> [GOAL] Output each entry verbatim and exclude every picture from it.

> [TASK INPUTS]
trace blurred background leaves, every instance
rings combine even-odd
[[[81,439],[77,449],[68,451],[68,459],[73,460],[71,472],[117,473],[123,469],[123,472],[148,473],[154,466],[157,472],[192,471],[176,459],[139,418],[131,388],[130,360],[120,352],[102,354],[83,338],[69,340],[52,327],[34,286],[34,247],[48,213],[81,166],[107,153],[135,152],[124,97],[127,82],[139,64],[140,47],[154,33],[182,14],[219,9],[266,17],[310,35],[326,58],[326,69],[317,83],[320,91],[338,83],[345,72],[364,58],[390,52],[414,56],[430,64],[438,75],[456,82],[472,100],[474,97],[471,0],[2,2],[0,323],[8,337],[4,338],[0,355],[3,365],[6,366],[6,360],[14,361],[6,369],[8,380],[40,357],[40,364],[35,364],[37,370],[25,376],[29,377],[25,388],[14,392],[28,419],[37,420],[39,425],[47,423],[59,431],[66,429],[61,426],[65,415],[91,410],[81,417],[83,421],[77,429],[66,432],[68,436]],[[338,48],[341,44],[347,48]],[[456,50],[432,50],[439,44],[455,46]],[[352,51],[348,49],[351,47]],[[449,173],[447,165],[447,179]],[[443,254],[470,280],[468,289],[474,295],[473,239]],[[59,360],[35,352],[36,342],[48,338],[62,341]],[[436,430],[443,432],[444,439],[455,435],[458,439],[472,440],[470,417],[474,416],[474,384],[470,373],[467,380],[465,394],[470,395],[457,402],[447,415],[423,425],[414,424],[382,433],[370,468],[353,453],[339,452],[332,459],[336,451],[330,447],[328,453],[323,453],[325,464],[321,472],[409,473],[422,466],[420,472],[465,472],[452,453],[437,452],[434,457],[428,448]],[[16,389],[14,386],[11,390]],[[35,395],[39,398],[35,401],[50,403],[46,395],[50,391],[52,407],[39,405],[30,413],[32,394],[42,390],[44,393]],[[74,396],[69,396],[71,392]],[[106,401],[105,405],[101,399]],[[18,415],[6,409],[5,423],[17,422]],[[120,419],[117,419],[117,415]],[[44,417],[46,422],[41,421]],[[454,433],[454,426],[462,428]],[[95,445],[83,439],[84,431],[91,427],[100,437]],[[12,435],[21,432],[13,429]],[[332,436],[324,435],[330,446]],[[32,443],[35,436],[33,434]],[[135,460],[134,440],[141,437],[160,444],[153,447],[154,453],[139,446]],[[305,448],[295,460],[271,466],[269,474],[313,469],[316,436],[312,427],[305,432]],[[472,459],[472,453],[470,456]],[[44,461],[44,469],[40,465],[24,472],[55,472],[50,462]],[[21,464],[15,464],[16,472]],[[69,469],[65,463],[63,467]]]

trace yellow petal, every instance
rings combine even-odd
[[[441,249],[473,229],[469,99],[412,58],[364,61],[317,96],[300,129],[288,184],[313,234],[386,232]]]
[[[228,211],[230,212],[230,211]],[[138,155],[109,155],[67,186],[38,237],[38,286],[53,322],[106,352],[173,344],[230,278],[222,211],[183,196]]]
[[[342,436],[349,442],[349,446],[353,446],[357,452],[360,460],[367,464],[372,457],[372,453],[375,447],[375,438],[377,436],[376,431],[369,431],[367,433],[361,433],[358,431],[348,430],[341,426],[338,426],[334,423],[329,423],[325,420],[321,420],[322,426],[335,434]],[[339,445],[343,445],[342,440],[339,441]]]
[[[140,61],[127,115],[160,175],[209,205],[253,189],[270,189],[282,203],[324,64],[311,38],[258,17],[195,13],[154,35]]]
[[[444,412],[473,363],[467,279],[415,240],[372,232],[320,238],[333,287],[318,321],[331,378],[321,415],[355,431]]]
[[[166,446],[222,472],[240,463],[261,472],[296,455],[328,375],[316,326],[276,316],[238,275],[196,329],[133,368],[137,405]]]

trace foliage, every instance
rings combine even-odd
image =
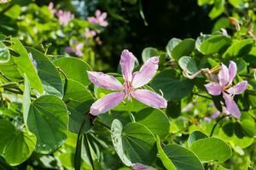
[[[239,8],[236,2],[229,1]],[[213,1],[198,3],[212,5]],[[212,18],[224,11],[223,3],[226,4],[225,1],[214,1]],[[133,78],[148,62],[154,63],[148,67],[152,66],[156,75],[138,90],[142,88],[155,94],[155,100],[165,98],[167,107],[148,105],[152,104],[147,100],[150,96],[144,100],[124,97],[116,107],[95,113],[94,102],[117,92],[101,84],[105,74],[93,71],[101,65],[94,65],[97,61],[88,57],[87,48],[83,48],[81,58],[72,57],[64,48],[72,48],[73,39],[84,41],[79,34],[84,29],[103,31],[103,27],[78,18],[62,26],[54,15],[55,12],[51,13],[55,8],[35,3],[21,8],[21,4],[7,3],[0,7],[9,8],[1,14],[0,22],[4,18],[10,20],[6,27],[0,26],[6,35],[0,36],[1,168],[255,167],[256,44],[252,25],[233,20],[228,33],[217,29],[195,39],[173,37],[165,50],[144,48],[142,63],[132,58],[135,71],[138,71]],[[13,29],[6,29],[8,26]],[[34,29],[38,30],[35,32]],[[88,50],[94,53],[96,38],[85,42]],[[46,42],[51,42],[51,47],[45,46]],[[38,48],[41,44],[44,48]],[[125,78],[120,76],[131,63],[123,62],[116,73],[105,75],[108,81],[105,83],[109,85],[117,79],[121,88],[113,90],[132,96],[129,88],[134,84],[129,84],[125,75]],[[224,65],[229,64],[237,66],[234,80],[230,78],[230,82],[221,87],[223,95],[211,94],[205,85],[209,82],[221,84]],[[231,66],[225,76],[231,76],[236,70]],[[150,72],[150,69],[147,71]],[[92,74],[96,75],[94,79]],[[149,81],[153,76],[142,77]],[[232,88],[241,81],[247,82],[245,89]],[[231,98],[233,106],[237,105],[241,116],[235,116],[235,110],[230,110],[224,94]]]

> [OUTPUT]
trace blurred background leaves, every instance
rings combine even-odd
[[[81,439],[77,449],[68,451],[68,459],[73,460],[71,472],[117,473],[123,469],[123,472],[148,473],[154,466],[157,472],[192,471],[176,459],[139,418],[131,388],[130,360],[120,352],[102,354],[83,338],[69,340],[52,327],[34,286],[34,247],[48,213],[81,166],[107,153],[135,152],[124,97],[127,82],[139,64],[140,47],[154,33],[182,14],[219,9],[266,17],[310,35],[326,58],[326,69],[317,83],[320,91],[338,83],[345,72],[364,58],[390,52],[414,56],[430,64],[438,75],[456,82],[472,100],[474,97],[471,0],[2,2],[0,323],[8,337],[4,338],[0,355],[3,365],[6,366],[6,360],[14,361],[6,369],[8,380],[40,357],[40,364],[35,364],[37,370],[25,376],[29,377],[25,388],[14,392],[28,419],[37,420],[39,425],[47,423],[59,431],[66,429],[61,426],[65,415],[91,410],[81,417],[83,421],[77,429],[66,432],[68,436]],[[338,48],[341,44],[347,48]],[[456,50],[432,50],[439,44],[455,46]],[[352,51],[348,49],[351,47]],[[449,173],[447,165],[447,179]],[[443,254],[470,280],[468,289],[474,295],[473,239]],[[59,360],[35,352],[36,342],[48,338],[62,341]],[[436,430],[443,432],[444,439],[455,435],[458,439],[472,440],[470,417],[474,416],[474,384],[470,373],[467,380],[465,394],[470,395],[457,402],[447,415],[423,425],[414,424],[382,433],[370,468],[353,453],[339,452],[332,459],[336,451],[330,447],[328,453],[323,453],[325,464],[321,472],[409,473],[422,466],[420,472],[465,472],[452,453],[437,452],[434,457],[428,448]],[[16,389],[14,386],[11,390]],[[35,395],[39,398],[35,401],[50,403],[46,395],[50,391],[52,407],[39,405],[30,413],[32,394],[42,390],[44,393]],[[74,396],[69,396],[71,392]],[[106,401],[105,405],[101,399]],[[18,415],[6,409],[5,423],[17,422]],[[120,419],[117,419],[117,415]],[[44,417],[46,422],[41,421]],[[454,433],[454,426],[462,428]],[[95,445],[83,439],[84,431],[91,427],[100,437]],[[12,435],[21,432],[13,429]],[[332,436],[324,435],[330,446]],[[32,443],[35,436],[33,434]],[[135,460],[134,440],[141,437],[160,444],[153,447],[154,453],[139,446]],[[305,448],[295,460],[271,466],[269,474],[313,469],[316,436],[312,427],[305,432]],[[472,459],[472,453],[470,456]],[[44,461],[44,469],[40,465],[24,472],[55,472],[50,462]],[[21,464],[15,464],[16,472]],[[69,469],[65,463],[63,467]]]

trace yellow petal, every instance
rings combine even-odd
[[[441,249],[473,229],[469,99],[412,58],[364,61],[317,96],[300,129],[288,184],[313,234],[386,232]]]
[[[228,211],[230,212],[230,211]],[[138,155],[109,155],[67,186],[38,237],[38,286],[53,322],[106,352],[173,344],[230,278],[222,211],[183,196]]]
[[[342,436],[349,442],[349,446],[353,446],[357,452],[360,460],[367,464],[372,457],[372,453],[375,447],[375,438],[377,436],[376,431],[369,431],[367,433],[361,433],[358,431],[348,430],[341,426],[338,426],[334,423],[329,423],[325,420],[321,420],[322,426],[335,434]],[[339,445],[343,445],[342,440],[339,441]]]
[[[140,61],[127,115],[160,175],[209,205],[253,189],[270,189],[282,203],[324,64],[311,38],[258,17],[195,13],[154,35]]]
[[[444,412],[473,363],[467,279],[415,240],[372,232],[320,238],[333,287],[318,321],[331,378],[321,415],[355,431]]]
[[[166,446],[222,472],[240,463],[261,472],[296,455],[328,375],[316,326],[276,316],[238,275],[196,329],[133,368],[137,405]]]

trace foliage, every instance
rings combine even-odd
image =
[[[239,8],[236,2],[229,1]],[[213,1],[198,3],[212,5]],[[212,18],[224,11],[223,3],[226,4],[225,1],[214,1]],[[133,78],[148,62],[154,63],[148,67],[152,66],[156,75],[138,90],[142,88],[155,94],[155,100],[165,98],[167,107],[148,105],[152,104],[147,100],[150,96],[144,100],[124,97],[116,107],[95,113],[94,102],[117,92],[101,84],[105,74],[93,71],[101,65],[94,65],[97,61],[88,57],[87,48],[83,48],[81,58],[72,57],[64,48],[72,48],[73,39],[84,41],[79,34],[84,29],[103,31],[103,27],[78,18],[62,26],[54,15],[55,12],[51,13],[55,8],[35,3],[21,8],[21,4],[7,3],[0,7],[9,8],[1,14],[0,22],[4,18],[10,20],[6,27],[0,26],[6,35],[0,36],[1,168],[255,167],[256,44],[252,25],[233,20],[228,33],[217,29],[195,39],[173,37],[165,50],[144,48],[142,63],[132,58],[135,71],[138,71]],[[13,29],[6,29],[8,26]],[[34,29],[38,30],[35,32]],[[88,50],[94,53],[96,38],[85,42]],[[46,42],[51,42],[51,47],[45,46]],[[38,48],[41,44],[44,48]],[[125,78],[120,76],[131,63],[123,62],[116,73],[105,75],[108,81],[105,83],[109,85],[117,79],[121,88],[113,90],[132,96],[129,88],[134,84],[129,84],[125,75]],[[224,65],[229,64],[237,66],[234,80],[230,78],[230,82],[221,87],[223,95],[211,94],[205,85],[209,82],[221,84]],[[231,66],[225,76],[231,76],[236,70]],[[150,72],[150,69],[147,71]],[[92,74],[96,75],[94,79]],[[149,81],[153,76],[142,77]],[[232,88],[241,81],[247,82],[245,89]],[[231,98],[233,106],[237,105],[241,116],[235,116],[235,110],[230,110],[224,94]]]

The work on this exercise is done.